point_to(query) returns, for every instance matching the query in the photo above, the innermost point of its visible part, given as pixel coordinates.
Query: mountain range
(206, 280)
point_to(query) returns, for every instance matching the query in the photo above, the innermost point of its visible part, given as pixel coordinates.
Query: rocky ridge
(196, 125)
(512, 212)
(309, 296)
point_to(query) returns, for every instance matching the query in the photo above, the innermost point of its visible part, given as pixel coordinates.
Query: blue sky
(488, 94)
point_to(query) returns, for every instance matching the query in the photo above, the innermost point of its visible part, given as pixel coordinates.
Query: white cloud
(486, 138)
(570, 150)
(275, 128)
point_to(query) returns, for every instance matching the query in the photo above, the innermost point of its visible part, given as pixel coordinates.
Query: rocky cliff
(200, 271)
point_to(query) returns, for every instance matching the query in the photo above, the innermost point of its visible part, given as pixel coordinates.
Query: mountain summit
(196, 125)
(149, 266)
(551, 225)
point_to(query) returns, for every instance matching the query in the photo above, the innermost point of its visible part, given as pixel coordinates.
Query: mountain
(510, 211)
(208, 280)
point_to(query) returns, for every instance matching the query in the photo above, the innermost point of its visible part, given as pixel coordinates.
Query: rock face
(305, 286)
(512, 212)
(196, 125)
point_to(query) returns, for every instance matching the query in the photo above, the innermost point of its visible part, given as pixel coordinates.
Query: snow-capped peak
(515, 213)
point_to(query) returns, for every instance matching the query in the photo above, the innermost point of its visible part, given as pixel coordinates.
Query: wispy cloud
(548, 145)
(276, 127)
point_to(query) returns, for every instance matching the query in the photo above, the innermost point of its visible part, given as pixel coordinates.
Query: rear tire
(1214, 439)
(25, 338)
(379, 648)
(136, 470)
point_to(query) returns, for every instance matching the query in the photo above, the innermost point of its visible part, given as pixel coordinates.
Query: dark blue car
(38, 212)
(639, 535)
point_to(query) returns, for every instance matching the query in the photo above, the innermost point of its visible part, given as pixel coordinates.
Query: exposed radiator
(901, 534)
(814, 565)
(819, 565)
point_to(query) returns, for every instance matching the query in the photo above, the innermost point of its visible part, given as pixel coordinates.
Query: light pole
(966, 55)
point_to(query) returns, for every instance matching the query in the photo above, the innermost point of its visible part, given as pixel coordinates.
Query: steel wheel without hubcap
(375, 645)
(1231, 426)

□ □ □ □

◆ Brief: Every record above is to be copied exactly.

◆ Answer to this exercise:
point_to(query) returns, for every instance matching the query in the photo above, the innermost point of its visible part, given as pixel coordinates.
Query: mountain range
(206, 280)
point_to(query) returns, for every instance matching the query in the photo above, the innermost point of its visible part, given as pixel coordinates.
Query: rocky ridge
(196, 125)
(512, 212)
(309, 296)
point_to(query) returns, for every instance matching the query in the photo above, the innermost point of its visible part, given as pixel coordinates.
Query: blue sky
(488, 94)
point_to(query) returns, for every instance matching the query in the photo above, the innermost point of its visible part, given as pixel coordinates.
Query: white cloud
(486, 138)
(570, 150)
(275, 128)
point_to(query) returns, for every instance matching the query in the photo above, the innermost point of its visible part, given as pixel coordinates.
Query: rocky cliff
(200, 271)
point_to(query) returns, for every instance matching the query in the photo above, the innermost point of its visible part, given as pixel coordinates.
Query: mountain summit
(196, 125)
(149, 266)
(551, 225)
point_to(query) returns, for every instance matching the query in the photo above, the innermost point of its visible part, given as pixel coordinates.
Query: mountain
(510, 211)
(208, 280)
point_to(query) returns, for every instance matching the query in the photo above, the innermost point of its visible part, given as pixel coordinates.
Query: rock face
(305, 286)
(512, 212)
(196, 125)
point_to(query) returns, for every instance matching the query in the photo above, the innermost point of its visible part, given as pixel coordinates.
Query: snow-capped peak
(515, 213)
point_to(query) returns, for every instance matching the query in the photo above, the innermost point of its visible part, given as pixel coordinates.
Query: wispy cloud
(548, 145)
(276, 127)
point_to(query) returns, for every instance matching the query in the photo above, the innermost point of its visible part, given as pixel coordinates.
Query: rear tire
(1214, 439)
(25, 338)
(379, 648)
(136, 470)
point_to(query) returns, for every instance matching the query in the photo above, the innermost point of its visible part, given as pixel coordinates.
Query: dark blue car
(38, 212)
(639, 535)
point_to(query) returns, for every instance matching the query in the photo above, the innermost point of its visible part, given as pixel coordinates.
Query: exposed radiator
(901, 534)
(814, 565)
(819, 565)
point_to(query) returns, for every instance matching the query in the photo above, the innermost point of its visible part, given as pixel coordinates.
Query: light pole
(966, 55)
point_to(query) returns, for every instance matching the query in the photo above, the innermost point of its visible part, given as pixel coordinates.
Query: steel wheel without hubcap
(375, 645)
(1231, 426)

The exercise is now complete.